● **Exercise requirements**
An exact reproduction of all the entries below is required.

(Stored records)
*** Block opens ***

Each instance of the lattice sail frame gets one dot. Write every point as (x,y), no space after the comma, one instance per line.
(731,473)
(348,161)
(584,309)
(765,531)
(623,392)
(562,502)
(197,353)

*** Block closes ***

● **Exercise solution**
Each instance of the lattice sail frame gets one dot. Write every point as (x,y), no space after the comma, one instance per line.
(731,473)
(348,161)
(584,309)
(765,531)
(623,392)
(562,502)
(197,353)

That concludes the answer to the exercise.